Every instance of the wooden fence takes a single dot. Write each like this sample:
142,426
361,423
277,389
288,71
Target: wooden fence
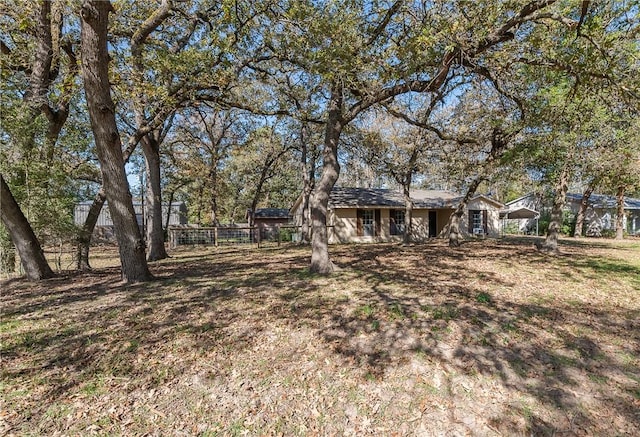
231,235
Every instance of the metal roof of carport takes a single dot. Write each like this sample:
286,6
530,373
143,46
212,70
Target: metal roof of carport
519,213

• • • •

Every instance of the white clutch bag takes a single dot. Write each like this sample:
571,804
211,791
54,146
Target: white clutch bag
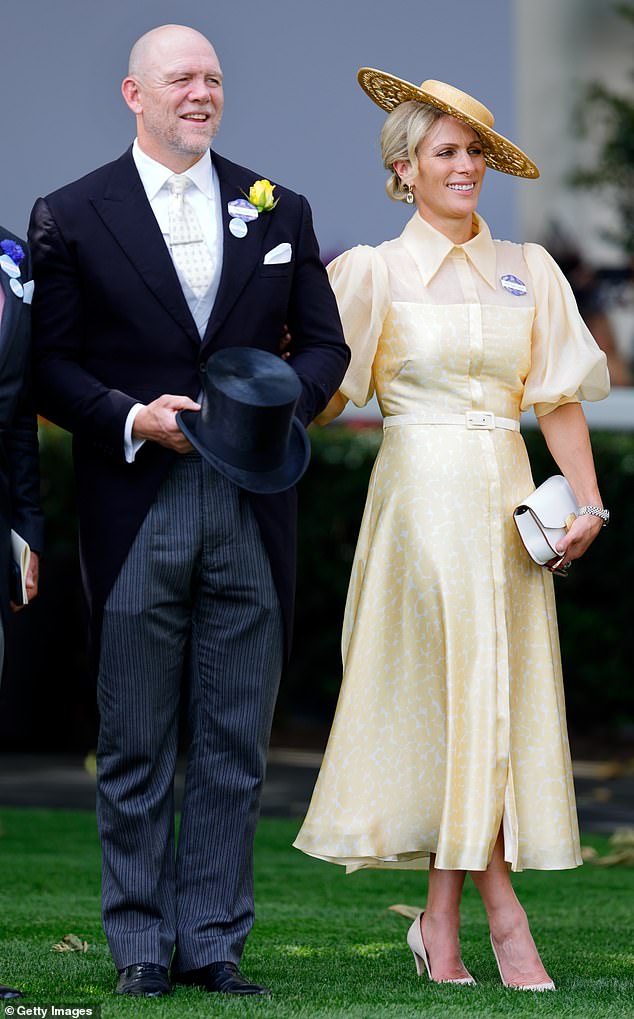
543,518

• • • •

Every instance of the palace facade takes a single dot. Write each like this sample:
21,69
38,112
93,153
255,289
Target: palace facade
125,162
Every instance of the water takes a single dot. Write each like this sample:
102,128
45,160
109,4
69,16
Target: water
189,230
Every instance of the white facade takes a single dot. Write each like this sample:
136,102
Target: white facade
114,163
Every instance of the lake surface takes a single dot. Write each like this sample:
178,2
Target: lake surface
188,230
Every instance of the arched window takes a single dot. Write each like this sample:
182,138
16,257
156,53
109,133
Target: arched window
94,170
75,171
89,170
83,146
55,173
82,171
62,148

• • • •

> **Exercise brief**:
Report every line from the listing above where the string "takes" can be found.

> **Your solution**:
Every instance of the wooden fence takes a single dot. Write each like this sample:
Every instance of the metal roof of carport takes a single dot. Write each like this sample:
Every instance of the white clutch bag takes a single dot. Write each like this sample:
Every instance of the palace facade takes a single dot. Write each like this sample:
Every instance of the water takes a single dot. Write each like this sample:
Every instance of the white facade takes a single dot. Write each like this sample:
Every instance of the lake surface takes a single dot. Write each like this sample:
Every instance of the arched window takes a single dot. Write each like this sample:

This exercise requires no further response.